◆ GIVEN EXERCISE:
Starting at the line containing "Give the outline of every instance of the white" and ending at the last line of the entries, write those lines out again with "fill-rule evenodd" swapped for "fill-rule nonzero" and nothing else changed.

◆ RECORDS FOR THE EXERCISE:
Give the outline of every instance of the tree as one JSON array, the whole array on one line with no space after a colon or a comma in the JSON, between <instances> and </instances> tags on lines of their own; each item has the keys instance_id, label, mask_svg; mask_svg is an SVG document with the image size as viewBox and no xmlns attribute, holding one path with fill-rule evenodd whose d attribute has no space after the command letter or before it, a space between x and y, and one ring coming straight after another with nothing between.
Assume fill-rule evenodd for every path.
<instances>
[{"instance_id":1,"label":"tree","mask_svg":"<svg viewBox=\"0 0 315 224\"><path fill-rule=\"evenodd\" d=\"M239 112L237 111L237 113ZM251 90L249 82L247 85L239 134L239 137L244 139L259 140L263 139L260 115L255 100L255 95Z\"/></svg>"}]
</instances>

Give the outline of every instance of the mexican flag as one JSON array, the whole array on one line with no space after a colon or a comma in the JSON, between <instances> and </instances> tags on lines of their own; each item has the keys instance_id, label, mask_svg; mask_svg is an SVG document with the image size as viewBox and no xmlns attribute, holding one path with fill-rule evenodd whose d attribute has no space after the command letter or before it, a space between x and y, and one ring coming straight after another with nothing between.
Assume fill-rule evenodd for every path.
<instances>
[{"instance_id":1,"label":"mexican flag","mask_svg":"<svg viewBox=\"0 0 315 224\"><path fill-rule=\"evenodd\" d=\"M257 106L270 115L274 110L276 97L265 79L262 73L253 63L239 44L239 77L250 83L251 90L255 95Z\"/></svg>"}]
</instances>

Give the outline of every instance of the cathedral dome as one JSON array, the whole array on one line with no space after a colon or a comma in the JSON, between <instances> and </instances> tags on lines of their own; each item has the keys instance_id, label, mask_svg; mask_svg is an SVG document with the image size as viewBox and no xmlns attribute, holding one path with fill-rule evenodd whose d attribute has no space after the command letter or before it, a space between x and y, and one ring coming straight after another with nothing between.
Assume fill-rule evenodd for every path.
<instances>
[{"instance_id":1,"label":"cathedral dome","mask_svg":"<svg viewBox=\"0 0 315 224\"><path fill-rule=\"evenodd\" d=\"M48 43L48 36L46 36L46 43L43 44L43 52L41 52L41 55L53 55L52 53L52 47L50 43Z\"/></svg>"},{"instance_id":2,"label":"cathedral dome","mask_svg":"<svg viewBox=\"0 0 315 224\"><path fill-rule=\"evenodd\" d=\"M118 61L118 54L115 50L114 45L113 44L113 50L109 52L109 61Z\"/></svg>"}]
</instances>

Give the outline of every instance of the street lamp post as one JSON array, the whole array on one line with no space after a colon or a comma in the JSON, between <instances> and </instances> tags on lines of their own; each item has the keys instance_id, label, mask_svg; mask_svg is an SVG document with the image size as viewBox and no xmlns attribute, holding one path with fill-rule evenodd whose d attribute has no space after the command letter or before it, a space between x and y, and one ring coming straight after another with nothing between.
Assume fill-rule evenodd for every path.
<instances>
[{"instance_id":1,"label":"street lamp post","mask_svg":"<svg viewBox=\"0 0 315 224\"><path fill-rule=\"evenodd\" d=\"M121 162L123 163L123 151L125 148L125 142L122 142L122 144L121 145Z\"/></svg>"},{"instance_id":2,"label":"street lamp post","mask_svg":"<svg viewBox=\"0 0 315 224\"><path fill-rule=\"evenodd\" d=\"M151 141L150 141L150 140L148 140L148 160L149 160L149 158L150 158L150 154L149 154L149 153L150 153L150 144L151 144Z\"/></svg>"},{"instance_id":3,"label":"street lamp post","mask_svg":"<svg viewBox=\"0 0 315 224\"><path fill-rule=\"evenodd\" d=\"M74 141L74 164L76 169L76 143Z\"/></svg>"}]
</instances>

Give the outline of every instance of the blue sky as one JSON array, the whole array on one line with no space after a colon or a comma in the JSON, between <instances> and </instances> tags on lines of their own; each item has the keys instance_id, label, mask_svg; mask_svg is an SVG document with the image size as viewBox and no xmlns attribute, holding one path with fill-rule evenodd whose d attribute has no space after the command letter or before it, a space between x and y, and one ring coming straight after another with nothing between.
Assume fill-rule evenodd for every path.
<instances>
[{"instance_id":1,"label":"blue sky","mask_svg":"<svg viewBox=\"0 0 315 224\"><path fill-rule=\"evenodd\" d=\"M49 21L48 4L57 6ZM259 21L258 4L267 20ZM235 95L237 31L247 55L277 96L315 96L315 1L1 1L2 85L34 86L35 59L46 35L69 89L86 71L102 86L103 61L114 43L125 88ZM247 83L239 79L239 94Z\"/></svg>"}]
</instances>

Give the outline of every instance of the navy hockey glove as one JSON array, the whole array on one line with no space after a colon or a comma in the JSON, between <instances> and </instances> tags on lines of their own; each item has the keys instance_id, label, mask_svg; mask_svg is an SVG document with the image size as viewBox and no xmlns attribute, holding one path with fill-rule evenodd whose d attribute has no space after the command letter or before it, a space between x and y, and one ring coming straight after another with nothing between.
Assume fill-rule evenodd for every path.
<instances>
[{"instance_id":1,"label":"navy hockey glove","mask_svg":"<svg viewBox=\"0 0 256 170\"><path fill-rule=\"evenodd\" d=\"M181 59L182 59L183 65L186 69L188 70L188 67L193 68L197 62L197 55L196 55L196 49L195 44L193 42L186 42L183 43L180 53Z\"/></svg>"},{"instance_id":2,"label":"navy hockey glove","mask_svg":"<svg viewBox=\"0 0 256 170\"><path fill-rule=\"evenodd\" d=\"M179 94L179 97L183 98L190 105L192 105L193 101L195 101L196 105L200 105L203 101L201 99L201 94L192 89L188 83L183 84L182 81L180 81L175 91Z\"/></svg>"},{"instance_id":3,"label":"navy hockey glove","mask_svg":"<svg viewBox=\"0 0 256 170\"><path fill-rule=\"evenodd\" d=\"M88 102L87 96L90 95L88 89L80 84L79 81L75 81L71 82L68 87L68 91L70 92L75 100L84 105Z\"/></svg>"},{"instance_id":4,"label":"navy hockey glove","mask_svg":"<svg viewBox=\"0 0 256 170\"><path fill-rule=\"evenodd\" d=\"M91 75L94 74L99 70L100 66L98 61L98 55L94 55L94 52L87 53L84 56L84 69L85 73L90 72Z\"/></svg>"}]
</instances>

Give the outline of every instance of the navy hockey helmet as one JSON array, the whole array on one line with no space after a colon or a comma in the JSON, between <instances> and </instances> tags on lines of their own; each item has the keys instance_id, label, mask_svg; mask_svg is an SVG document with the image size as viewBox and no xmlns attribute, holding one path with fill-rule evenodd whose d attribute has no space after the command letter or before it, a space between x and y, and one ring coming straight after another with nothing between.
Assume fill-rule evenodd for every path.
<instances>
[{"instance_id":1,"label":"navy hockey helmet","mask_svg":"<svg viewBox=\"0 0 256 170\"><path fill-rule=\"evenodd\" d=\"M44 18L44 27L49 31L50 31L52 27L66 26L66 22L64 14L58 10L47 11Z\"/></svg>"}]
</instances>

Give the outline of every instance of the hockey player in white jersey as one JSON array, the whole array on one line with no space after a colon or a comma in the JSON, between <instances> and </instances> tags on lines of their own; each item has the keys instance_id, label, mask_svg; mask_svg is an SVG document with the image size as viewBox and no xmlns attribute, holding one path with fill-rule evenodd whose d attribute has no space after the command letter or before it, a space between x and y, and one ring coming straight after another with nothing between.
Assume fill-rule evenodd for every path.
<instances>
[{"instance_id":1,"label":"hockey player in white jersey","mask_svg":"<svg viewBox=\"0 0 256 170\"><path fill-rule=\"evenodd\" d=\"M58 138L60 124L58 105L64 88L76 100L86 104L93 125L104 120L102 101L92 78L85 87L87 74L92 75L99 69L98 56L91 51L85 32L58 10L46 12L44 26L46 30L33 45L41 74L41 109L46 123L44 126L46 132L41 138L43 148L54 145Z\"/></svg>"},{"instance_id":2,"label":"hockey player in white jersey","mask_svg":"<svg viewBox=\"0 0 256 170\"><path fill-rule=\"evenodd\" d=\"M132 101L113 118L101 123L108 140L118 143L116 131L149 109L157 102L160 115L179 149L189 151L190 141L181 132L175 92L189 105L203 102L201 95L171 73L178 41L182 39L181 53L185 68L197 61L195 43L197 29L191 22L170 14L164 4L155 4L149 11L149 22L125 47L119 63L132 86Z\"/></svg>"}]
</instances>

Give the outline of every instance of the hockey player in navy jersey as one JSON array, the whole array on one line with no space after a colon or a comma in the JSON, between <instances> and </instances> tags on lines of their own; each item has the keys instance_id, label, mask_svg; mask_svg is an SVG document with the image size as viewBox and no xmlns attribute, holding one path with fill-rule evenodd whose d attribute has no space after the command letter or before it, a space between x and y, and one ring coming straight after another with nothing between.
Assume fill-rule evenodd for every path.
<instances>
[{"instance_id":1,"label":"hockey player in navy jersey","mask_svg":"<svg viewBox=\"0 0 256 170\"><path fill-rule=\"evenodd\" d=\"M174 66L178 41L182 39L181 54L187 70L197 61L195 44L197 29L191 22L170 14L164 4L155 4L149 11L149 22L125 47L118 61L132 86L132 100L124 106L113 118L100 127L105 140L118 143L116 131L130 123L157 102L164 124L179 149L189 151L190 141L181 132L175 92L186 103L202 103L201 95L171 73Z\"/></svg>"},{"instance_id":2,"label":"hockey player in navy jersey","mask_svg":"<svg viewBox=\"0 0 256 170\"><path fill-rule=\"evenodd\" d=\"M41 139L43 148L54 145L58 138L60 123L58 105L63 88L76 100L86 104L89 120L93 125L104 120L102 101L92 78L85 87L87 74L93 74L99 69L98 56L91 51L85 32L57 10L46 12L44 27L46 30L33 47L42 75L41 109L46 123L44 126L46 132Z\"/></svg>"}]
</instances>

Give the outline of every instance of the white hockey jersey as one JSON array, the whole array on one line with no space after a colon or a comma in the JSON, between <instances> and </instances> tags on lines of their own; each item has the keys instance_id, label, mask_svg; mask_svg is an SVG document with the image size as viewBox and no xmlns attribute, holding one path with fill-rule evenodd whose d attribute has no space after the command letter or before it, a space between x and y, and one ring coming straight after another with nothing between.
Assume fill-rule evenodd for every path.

◆ TASK RESULT:
Give the outline of every instance of the white hockey jersey as one JSON array, the whole array on one line with no space after a colon or a comma in the JSON, between <instances> and </instances> tags on lines of their own; each item has the keys instance_id, label, mask_svg; mask_svg is an SVG document with the image size as viewBox and no xmlns attribute, holding one path with fill-rule nonzero whose d attribute has no space after the command letter or before it, a space between x and y, and one ring coming straight after another with nothing between.
Assume fill-rule nonzero for every path.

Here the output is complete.